====== MATERIALS PROVIDED ======
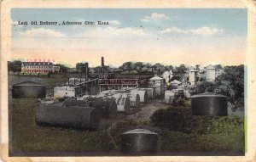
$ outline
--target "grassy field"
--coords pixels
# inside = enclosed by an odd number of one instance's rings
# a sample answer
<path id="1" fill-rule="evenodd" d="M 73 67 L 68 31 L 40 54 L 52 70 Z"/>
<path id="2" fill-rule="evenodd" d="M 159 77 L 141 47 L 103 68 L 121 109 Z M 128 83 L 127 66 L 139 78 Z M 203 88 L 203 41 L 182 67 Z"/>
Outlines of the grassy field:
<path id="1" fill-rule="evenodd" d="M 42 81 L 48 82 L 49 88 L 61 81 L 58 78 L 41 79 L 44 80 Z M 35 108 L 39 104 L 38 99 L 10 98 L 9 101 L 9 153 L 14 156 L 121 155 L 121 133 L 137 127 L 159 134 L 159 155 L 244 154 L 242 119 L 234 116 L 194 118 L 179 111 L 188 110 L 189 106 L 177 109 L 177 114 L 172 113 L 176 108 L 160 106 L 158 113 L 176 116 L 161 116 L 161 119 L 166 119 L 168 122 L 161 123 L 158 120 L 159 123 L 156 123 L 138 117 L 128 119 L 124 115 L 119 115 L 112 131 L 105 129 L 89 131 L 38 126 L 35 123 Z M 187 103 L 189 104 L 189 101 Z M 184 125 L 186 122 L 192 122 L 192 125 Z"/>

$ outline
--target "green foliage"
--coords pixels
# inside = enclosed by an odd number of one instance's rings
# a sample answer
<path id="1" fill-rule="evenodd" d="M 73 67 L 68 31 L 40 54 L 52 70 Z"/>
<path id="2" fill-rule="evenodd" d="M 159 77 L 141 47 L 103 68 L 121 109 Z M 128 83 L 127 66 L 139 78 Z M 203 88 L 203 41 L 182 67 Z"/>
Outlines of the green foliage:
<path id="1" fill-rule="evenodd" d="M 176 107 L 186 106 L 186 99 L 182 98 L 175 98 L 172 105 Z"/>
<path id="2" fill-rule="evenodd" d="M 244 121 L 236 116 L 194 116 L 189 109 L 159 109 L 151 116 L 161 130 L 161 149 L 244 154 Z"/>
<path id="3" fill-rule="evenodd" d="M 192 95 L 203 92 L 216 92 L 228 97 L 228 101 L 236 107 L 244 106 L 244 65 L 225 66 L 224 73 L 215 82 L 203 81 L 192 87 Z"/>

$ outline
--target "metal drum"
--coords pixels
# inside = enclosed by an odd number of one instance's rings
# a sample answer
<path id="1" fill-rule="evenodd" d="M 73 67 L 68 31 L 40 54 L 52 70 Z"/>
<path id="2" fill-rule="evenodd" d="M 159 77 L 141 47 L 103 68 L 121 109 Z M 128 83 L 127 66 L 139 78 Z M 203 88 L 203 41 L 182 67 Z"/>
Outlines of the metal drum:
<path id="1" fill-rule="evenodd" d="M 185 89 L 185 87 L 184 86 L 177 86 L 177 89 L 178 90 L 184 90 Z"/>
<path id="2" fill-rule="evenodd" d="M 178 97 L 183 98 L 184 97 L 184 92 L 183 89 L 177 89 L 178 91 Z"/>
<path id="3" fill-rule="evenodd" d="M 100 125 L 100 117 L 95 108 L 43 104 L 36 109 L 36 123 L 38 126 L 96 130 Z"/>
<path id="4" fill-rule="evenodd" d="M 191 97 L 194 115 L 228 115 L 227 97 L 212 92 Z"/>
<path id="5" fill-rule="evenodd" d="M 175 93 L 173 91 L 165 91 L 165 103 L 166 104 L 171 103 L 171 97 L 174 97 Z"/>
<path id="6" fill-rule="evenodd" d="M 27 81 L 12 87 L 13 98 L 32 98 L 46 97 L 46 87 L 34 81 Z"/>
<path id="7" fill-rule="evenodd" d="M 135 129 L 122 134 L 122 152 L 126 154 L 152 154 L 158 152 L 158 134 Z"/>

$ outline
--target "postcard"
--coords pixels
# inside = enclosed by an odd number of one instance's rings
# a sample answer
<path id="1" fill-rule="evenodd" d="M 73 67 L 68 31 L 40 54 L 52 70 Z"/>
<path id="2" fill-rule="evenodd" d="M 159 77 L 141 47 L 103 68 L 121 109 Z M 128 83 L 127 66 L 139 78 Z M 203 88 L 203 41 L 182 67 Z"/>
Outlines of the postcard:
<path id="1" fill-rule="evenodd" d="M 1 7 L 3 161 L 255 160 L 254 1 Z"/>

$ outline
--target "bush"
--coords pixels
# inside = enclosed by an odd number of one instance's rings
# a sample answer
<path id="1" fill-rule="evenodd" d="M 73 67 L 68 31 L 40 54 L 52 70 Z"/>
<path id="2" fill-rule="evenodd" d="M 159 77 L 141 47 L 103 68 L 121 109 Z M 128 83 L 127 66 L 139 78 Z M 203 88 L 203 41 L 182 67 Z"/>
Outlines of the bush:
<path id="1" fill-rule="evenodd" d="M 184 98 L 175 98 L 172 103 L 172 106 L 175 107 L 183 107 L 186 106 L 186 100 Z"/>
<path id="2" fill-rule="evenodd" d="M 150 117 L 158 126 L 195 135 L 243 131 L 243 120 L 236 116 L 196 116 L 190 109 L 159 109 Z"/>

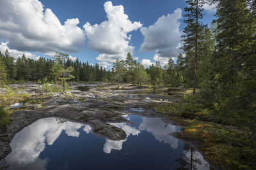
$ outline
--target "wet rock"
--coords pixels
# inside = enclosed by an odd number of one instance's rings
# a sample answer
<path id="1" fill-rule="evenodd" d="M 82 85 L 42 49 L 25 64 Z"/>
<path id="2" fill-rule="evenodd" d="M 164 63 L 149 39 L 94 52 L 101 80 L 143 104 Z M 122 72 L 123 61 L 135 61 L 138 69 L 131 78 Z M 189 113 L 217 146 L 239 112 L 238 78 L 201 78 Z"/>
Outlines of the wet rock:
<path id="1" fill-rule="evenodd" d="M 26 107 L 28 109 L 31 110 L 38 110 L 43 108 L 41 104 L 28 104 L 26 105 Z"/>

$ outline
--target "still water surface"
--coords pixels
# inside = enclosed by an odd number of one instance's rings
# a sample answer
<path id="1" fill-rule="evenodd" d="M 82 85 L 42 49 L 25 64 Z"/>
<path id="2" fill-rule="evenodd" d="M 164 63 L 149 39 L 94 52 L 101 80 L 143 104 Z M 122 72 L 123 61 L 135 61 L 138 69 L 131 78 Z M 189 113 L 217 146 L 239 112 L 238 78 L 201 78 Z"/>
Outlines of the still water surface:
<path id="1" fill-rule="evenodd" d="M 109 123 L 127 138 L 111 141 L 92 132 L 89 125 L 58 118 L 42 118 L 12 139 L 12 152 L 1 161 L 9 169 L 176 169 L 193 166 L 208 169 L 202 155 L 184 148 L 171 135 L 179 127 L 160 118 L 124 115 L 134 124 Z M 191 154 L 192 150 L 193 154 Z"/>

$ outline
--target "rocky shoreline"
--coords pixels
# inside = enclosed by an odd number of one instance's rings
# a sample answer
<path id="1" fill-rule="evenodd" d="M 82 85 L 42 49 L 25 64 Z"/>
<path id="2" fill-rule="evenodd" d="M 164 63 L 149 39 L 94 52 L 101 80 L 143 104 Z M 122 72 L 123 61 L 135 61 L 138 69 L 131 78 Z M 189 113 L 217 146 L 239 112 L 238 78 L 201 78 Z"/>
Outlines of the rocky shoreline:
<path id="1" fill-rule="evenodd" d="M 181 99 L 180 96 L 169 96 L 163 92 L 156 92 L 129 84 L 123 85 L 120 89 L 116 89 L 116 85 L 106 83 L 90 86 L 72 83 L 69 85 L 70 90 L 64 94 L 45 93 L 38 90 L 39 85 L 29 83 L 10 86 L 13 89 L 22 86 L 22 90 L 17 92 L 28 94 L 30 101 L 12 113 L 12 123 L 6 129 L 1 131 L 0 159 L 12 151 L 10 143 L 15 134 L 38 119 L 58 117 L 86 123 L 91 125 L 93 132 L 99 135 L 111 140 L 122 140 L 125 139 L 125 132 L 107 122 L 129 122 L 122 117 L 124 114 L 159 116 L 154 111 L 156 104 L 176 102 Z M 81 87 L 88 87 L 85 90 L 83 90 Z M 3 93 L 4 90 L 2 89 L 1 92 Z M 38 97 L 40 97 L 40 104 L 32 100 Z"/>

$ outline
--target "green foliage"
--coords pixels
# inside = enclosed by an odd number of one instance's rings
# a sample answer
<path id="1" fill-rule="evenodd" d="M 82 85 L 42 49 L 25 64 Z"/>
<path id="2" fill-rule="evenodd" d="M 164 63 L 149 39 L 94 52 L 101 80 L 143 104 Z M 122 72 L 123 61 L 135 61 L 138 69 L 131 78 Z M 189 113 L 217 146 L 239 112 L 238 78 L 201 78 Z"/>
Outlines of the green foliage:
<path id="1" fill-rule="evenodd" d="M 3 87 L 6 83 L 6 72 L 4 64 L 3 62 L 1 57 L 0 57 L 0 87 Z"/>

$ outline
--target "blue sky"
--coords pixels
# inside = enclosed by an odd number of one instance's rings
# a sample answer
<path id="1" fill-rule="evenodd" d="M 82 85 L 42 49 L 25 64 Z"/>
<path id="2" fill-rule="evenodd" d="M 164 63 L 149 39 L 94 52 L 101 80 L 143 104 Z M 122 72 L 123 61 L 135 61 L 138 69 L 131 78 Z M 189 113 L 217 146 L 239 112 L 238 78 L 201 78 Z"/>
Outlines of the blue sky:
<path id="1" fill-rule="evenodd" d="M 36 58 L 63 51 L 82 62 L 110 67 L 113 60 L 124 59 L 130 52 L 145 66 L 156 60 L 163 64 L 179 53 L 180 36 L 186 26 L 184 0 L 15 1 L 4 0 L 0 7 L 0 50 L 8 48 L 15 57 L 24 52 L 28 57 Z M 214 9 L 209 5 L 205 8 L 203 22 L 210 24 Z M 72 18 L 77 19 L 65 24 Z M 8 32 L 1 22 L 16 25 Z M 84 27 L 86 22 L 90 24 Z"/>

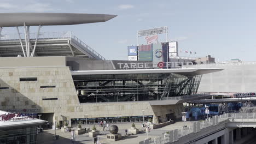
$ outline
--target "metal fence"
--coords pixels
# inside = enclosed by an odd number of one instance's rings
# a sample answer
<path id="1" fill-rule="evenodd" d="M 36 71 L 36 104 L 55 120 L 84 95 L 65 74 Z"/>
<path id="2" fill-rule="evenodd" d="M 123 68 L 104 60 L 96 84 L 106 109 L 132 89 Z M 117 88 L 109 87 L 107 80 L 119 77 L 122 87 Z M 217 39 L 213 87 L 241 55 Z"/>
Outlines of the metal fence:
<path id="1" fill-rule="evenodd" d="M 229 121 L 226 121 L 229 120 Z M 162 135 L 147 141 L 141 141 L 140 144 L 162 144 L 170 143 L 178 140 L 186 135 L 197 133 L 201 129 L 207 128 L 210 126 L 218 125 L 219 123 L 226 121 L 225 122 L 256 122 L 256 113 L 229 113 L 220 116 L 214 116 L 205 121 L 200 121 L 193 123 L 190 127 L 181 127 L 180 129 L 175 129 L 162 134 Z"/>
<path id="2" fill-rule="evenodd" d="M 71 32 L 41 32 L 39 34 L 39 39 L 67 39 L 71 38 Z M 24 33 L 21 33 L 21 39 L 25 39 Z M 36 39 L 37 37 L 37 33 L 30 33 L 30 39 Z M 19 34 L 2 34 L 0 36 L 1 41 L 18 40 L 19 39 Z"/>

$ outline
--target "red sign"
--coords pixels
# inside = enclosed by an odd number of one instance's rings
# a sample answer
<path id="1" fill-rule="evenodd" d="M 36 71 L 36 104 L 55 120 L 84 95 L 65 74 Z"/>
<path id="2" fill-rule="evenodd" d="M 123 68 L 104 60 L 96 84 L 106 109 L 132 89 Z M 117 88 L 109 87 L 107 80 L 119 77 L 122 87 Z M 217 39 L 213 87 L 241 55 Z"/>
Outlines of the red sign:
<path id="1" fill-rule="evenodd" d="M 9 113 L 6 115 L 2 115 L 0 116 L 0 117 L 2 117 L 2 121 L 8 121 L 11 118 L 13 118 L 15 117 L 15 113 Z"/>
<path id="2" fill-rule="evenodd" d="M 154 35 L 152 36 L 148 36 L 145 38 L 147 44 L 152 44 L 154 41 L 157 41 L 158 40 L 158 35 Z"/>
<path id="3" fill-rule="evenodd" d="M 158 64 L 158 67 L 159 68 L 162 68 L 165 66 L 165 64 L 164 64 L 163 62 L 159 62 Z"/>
======
**TASK TO COMPLETE**
Which lines of the data above contain the string "Outlines"? Copy out each of them.

**WRITTEN RESPONSE**
Outlines of the grassy field:
Outlines of the green foliage:
Outlines of the metal drum:
Outlines of the postcard:
Outlines of the bush:
Outlines of the wet rock:
Outlines of the still water surface:
Outlines of the rocky shoreline:
Outlines of the green foliage:
Outlines of the blue sky:
Outlines of the metal fence:
Outlines of the red sign:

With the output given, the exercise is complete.